▶ _EXERCISE AIM_: Print the line that contains "# Provide the mask of every instance of the dusty" and every line after it through the last line of the records below, exactly as written and nothing else.

-- start RECORDS FOR PROCESSING --

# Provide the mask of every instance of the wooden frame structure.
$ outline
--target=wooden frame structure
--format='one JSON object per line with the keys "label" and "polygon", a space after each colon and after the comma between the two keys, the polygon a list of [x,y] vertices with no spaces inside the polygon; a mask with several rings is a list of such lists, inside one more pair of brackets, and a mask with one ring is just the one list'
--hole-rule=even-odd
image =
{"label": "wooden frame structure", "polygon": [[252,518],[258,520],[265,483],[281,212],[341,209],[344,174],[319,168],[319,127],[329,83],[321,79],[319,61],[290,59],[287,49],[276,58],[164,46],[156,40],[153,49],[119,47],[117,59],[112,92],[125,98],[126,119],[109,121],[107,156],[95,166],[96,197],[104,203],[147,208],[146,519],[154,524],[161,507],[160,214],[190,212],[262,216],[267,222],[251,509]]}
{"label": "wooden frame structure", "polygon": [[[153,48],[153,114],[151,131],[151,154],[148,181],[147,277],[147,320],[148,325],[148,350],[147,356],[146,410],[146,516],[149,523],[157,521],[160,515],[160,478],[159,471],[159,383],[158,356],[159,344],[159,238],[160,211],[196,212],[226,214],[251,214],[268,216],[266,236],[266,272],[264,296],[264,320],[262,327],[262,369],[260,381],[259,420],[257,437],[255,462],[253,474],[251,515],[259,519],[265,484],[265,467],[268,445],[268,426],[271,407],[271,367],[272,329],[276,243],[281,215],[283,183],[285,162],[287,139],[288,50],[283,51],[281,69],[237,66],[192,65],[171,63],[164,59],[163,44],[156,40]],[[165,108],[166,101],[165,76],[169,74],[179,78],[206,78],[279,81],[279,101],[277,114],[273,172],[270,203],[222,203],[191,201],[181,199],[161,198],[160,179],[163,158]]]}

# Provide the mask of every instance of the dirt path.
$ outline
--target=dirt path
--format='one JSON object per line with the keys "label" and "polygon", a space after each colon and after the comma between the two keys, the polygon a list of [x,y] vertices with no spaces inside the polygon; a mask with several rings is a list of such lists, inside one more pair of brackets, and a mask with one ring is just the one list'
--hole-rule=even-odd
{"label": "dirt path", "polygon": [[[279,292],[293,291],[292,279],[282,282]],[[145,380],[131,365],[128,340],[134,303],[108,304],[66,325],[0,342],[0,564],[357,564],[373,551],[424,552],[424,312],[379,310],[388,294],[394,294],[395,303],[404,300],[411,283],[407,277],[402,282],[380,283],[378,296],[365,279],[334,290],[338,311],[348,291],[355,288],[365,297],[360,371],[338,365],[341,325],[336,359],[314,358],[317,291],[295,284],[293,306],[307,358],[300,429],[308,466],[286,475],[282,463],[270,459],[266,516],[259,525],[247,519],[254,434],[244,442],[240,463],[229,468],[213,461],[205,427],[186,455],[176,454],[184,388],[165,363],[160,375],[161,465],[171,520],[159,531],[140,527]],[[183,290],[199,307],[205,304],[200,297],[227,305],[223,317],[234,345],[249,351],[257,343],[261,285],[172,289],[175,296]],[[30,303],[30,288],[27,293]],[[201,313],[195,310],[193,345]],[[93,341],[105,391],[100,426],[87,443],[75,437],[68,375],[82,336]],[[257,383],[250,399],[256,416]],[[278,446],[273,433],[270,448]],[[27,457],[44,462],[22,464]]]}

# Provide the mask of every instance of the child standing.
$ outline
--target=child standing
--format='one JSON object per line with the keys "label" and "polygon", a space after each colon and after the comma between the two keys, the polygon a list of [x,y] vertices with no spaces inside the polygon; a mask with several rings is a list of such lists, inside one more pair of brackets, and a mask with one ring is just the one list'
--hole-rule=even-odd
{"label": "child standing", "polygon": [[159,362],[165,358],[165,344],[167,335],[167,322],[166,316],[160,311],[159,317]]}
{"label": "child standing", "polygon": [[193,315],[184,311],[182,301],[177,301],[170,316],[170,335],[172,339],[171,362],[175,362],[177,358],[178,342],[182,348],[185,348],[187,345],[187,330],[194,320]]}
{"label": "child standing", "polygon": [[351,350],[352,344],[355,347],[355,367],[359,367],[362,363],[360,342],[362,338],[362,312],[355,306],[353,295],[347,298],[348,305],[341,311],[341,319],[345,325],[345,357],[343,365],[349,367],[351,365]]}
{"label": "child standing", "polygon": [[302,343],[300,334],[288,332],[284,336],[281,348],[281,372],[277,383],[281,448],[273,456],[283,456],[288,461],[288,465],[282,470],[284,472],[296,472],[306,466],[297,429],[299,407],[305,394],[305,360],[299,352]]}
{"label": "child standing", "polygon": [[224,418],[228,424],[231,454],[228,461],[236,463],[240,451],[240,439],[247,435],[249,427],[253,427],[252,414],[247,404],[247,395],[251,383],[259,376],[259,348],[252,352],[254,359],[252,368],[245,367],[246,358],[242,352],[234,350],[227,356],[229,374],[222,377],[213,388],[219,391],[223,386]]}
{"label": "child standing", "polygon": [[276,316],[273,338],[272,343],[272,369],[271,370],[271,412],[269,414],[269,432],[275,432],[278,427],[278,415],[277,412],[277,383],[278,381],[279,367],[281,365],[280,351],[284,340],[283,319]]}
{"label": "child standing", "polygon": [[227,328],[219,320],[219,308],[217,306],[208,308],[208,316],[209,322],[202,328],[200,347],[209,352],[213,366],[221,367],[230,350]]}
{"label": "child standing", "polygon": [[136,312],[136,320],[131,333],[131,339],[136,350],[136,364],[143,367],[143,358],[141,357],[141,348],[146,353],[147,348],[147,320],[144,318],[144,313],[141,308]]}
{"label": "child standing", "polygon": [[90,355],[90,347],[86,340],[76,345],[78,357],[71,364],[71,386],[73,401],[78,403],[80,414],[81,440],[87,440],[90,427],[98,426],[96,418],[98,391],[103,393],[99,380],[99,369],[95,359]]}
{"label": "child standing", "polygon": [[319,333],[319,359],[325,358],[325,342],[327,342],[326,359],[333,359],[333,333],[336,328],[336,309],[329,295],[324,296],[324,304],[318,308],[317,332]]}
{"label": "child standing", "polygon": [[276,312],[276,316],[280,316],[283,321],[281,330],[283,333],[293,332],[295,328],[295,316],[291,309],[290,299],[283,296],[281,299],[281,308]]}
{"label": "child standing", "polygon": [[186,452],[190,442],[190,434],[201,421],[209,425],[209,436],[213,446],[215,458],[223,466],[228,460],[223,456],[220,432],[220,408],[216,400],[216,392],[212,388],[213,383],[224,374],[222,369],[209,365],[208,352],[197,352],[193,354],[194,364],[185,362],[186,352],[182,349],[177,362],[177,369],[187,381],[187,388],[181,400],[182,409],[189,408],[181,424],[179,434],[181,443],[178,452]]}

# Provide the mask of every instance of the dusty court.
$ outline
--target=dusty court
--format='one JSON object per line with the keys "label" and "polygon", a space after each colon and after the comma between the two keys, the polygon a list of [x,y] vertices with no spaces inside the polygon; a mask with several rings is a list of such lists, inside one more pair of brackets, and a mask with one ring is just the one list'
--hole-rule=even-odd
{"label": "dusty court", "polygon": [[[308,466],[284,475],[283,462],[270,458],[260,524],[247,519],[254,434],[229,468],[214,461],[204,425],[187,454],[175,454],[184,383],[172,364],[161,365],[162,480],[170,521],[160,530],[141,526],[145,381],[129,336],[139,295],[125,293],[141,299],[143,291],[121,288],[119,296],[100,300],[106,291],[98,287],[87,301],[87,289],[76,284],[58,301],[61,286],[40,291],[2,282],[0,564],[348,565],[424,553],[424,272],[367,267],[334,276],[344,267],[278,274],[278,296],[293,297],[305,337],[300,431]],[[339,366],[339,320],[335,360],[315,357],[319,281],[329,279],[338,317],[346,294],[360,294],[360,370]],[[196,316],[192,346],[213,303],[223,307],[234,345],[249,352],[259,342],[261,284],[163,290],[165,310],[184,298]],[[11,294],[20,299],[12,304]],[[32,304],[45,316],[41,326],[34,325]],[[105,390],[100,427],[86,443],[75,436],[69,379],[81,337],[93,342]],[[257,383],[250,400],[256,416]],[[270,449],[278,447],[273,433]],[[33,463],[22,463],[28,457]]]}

-- end RECORDS FOR PROCESSING --

▶ _RESULT OF THIS TASK_:
# Provide the mask of every instance of the dusty court.
$ outline
--target=dusty court
--format='one JSON object per line with the keys "label" and "polygon", a space after each colon and after the comma between the two keys, the polygon a list of [x,y] vertices with no spaces inside the polygon; a mask with several rings is a list of such lists, inside one more pair of brackets, and a mask with one ring is just the one list'
--hole-rule=even-odd
{"label": "dusty court", "polygon": [[[308,466],[284,475],[283,462],[270,458],[260,524],[247,519],[254,434],[229,468],[214,461],[204,425],[187,454],[175,454],[184,383],[172,364],[161,365],[162,480],[170,521],[160,530],[141,526],[145,381],[129,336],[139,295],[125,293],[141,299],[143,291],[121,288],[119,296],[100,300],[106,291],[98,287],[87,301],[87,289],[76,284],[58,301],[61,286],[40,291],[2,282],[0,564],[348,565],[424,553],[424,272],[367,267],[334,276],[344,267],[278,274],[278,296],[293,297],[305,337],[300,431]],[[339,366],[339,320],[335,360],[315,357],[319,281],[329,279],[338,317],[346,294],[360,294],[360,370]],[[196,316],[192,346],[213,303],[223,307],[234,345],[249,352],[259,342],[261,284],[163,290],[165,310],[184,298]],[[11,294],[20,299],[12,304]],[[32,304],[45,316],[41,326],[34,325]],[[105,390],[100,427],[86,443],[75,436],[69,379],[81,337],[93,342]],[[257,383],[250,400],[256,416]],[[270,449],[278,447],[273,433]],[[33,463],[22,463],[28,457]]]}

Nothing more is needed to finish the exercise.